#### [Point annotation dataset records]

## Begin

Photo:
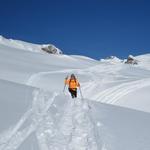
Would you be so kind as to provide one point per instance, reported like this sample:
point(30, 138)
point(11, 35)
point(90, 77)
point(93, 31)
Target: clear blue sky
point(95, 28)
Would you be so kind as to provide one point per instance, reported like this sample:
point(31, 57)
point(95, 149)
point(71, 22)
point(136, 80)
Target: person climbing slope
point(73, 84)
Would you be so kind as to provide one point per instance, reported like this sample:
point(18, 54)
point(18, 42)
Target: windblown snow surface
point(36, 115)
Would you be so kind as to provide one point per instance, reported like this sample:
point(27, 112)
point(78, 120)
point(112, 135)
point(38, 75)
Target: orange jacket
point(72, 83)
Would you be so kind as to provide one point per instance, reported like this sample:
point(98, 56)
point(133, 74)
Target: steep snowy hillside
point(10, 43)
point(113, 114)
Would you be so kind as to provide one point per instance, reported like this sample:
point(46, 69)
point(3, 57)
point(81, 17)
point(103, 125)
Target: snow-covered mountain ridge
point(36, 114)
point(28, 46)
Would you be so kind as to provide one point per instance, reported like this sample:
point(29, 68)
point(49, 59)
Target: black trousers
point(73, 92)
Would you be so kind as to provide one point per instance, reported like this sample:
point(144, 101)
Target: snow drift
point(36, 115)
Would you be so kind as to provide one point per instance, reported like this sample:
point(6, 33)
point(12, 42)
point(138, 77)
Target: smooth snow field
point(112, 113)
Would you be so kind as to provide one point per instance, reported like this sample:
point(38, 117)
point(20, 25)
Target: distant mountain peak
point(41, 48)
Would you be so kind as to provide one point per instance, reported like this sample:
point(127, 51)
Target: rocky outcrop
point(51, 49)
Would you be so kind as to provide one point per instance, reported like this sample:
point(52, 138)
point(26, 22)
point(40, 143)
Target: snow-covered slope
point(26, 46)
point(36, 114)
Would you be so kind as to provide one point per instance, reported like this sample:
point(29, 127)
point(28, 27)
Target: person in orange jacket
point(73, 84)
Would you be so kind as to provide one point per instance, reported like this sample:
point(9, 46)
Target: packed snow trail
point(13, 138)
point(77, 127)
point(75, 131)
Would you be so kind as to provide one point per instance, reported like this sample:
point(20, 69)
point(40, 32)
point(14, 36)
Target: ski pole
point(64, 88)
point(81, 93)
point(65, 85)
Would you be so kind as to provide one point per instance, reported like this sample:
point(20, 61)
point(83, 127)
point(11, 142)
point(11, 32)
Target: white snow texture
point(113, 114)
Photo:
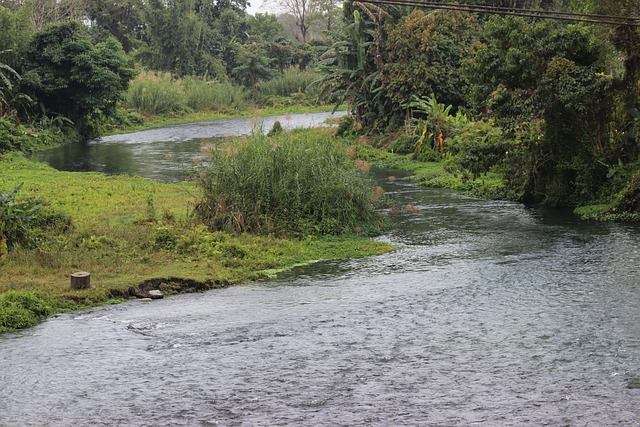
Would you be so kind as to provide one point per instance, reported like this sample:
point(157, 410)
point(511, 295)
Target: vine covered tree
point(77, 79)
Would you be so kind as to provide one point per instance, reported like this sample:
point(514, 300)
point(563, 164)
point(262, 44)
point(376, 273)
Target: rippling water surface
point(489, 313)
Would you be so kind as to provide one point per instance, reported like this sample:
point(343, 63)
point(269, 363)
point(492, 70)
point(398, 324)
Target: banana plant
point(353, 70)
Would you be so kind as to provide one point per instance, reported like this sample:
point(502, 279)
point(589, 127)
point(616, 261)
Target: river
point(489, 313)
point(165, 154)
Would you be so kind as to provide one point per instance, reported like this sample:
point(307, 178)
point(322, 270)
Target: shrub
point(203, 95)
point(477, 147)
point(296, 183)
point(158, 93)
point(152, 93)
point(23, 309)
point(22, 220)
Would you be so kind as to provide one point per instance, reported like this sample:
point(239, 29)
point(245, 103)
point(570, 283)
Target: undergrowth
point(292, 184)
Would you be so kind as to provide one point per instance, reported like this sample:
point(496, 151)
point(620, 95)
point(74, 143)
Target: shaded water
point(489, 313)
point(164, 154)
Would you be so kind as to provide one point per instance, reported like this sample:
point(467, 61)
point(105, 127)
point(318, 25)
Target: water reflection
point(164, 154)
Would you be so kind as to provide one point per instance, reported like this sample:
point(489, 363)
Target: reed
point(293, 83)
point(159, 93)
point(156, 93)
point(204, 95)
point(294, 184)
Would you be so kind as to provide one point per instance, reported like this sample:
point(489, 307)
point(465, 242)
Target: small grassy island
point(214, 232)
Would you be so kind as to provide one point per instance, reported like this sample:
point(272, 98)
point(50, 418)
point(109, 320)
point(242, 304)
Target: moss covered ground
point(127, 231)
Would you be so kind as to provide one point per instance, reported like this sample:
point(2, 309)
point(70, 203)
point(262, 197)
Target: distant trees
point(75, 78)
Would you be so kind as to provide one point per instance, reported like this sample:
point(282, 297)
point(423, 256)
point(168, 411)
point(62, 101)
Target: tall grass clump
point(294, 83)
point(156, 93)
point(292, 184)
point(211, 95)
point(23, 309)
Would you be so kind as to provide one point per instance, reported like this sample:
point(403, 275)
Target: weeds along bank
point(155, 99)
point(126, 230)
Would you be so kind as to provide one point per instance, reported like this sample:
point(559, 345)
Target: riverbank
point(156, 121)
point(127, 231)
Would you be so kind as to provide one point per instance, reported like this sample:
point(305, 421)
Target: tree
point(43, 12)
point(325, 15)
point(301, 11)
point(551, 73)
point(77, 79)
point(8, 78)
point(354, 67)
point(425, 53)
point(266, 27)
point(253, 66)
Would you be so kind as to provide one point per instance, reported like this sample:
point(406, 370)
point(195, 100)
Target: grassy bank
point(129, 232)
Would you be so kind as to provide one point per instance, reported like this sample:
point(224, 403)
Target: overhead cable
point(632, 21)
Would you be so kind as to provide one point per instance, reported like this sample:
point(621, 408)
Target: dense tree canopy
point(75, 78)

## End

#### [Written task]
Return every line of the material above word for word, leaving out the pictures.

#### [Exercise answer]
Photo:
Would you be so kind as to provide one point per instance, reported like this sample:
point(30, 138)
point(11, 35)
point(90, 77)
point(93, 31)
Target: clear blue sky
point(95, 28)
Would you be so kind as to provide one point per instance, reported like this sample:
point(31, 57)
point(95, 149)
point(71, 22)
point(136, 80)
Target: person climbing slope
point(73, 84)
Would you be so kind as to provide one point per instance, reported like this sample:
point(18, 54)
point(18, 42)
Target: windblown snow surface
point(36, 115)
Would you be so kind as to provide one point per instance, reported like this sample:
point(27, 112)
point(78, 120)
point(112, 135)
point(38, 75)
Target: orange jacket
point(72, 83)
Would you be so kind as to provide one point per instance, reported like this sample:
point(98, 56)
point(133, 74)
Target: steep snowy hillside
point(10, 43)
point(113, 114)
Would you be so kind as to provide one point per instance, reported like this sample:
point(46, 69)
point(3, 57)
point(81, 17)
point(103, 125)
Target: snow-covered mountain ridge
point(36, 114)
point(28, 46)
Would you be so kind as to provide one point per instance, reported like this sample:
point(29, 68)
point(49, 59)
Target: black trousers
point(73, 92)
Would you be so kind as to provide one point per instance, reported like this sample:
point(144, 101)
Target: snow drift
point(36, 115)
Would you be so kind as to provide one point per instance, reported like this sample:
point(6, 33)
point(12, 42)
point(138, 77)
Target: smooth snow field
point(112, 113)
Would you be so kind as to provide one point per instance, reported like this sample:
point(38, 117)
point(20, 25)
Target: distant mountain peak
point(41, 48)
Would you be so kind as to provide one point per instance, reported like this sample:
point(127, 51)
Target: rocky outcrop
point(51, 49)
Would you be so kind as to provide one point per instance, reported like this sample:
point(52, 138)
point(26, 22)
point(40, 143)
Target: snow-covered slope
point(26, 46)
point(36, 114)
Would you be so kind as to provide one point per instance, reported like this sample:
point(29, 127)
point(28, 27)
Target: person in orange jacket
point(73, 84)
Would you be so kind as to provide one point per instance, reported like this sample:
point(9, 46)
Target: packed snow trail
point(13, 138)
point(77, 127)
point(75, 131)
Would you be so kind as to provide one point per instance, reported like this sample:
point(20, 69)
point(40, 32)
point(14, 36)
Target: ski pole
point(64, 88)
point(81, 93)
point(65, 85)
Would you be so kind as to provide one point per instance, reported like this sample:
point(20, 61)
point(83, 127)
point(11, 142)
point(11, 32)
Target: white snow texture
point(113, 114)
Photo:
Would you be so kind as to provide one point per instance, reported like this sample:
point(157, 410)
point(511, 295)
Target: vine covered tree
point(77, 79)
Would you be so kind as to provide one point per instance, reported like this sample:
point(514, 300)
point(563, 164)
point(262, 44)
point(376, 273)
Target: rippling water surface
point(489, 313)
Would you be so kind as to provide one point per instance, reported like this sample:
point(343, 63)
point(269, 363)
point(492, 70)
point(398, 324)
Target: banana plant
point(353, 70)
Would you be so kind as to provide one point per instance, reported like this sample:
point(502, 279)
point(589, 127)
point(616, 261)
Target: river
point(489, 313)
point(165, 154)
Would you be so kind as to provide one point per instance, reported like this sample:
point(307, 178)
point(322, 270)
Target: shrub
point(203, 95)
point(477, 147)
point(296, 183)
point(158, 93)
point(152, 93)
point(23, 309)
point(22, 220)
Would you be so kind as to provide one point per instance, reported like this sample:
point(239, 29)
point(245, 103)
point(570, 283)
Target: undergrowth
point(292, 184)
Would you be so kind as to provide one point per instance, reported like this sample:
point(496, 151)
point(620, 95)
point(74, 143)
Target: shaded water
point(489, 313)
point(164, 154)
Would you be so kind as to provide one point per instance, reported like this sample:
point(467, 61)
point(105, 127)
point(318, 25)
Target: water reflection
point(164, 154)
Would you be so kind as to provide one point per instance, reported like this sample:
point(489, 363)
Target: reed
point(293, 83)
point(159, 93)
point(156, 93)
point(204, 95)
point(294, 184)
Would you be so kind as to provide one point per instance, reported like this sample:
point(489, 307)
point(465, 242)
Target: small grassy island
point(214, 232)
Would you be so kind as to provide one point per instance, reported like this sample:
point(272, 98)
point(50, 418)
point(109, 320)
point(242, 304)
Target: moss covered ground
point(127, 231)
Would you be so kind as to provide one point per instance, reported like this sample:
point(2, 309)
point(70, 203)
point(262, 197)
Target: distant trees
point(75, 78)
Would you be so kind as to provide one point per instance, reported like this sample:
point(282, 297)
point(423, 256)
point(168, 411)
point(62, 101)
Target: tall grass clump
point(294, 83)
point(156, 93)
point(292, 184)
point(211, 95)
point(23, 309)
Would you be so kind as to provide one point per instance, reported like this sample:
point(403, 275)
Target: weeds along bank
point(155, 99)
point(126, 230)
Would you be so kind as to provide one point per instance, reported like this sample:
point(559, 345)
Target: riverbank
point(156, 121)
point(127, 231)
Would you be so kind as to provide one point per instance, reported like this sample:
point(305, 421)
Target: tree
point(43, 12)
point(325, 15)
point(301, 11)
point(551, 73)
point(77, 79)
point(8, 78)
point(354, 67)
point(425, 53)
point(266, 27)
point(253, 66)
Would you be so kind as to provide one point per instance, reported like this sample:
point(406, 370)
point(195, 100)
Target: grassy bank
point(129, 232)
Would you be so kind as to provide one point per instance, reported like this sample:
point(224, 403)
Target: overhead cable
point(632, 21)
Would you be so kind as to provide one point per instance, reported like this sample:
point(621, 408)
Target: dense tree canopy
point(75, 78)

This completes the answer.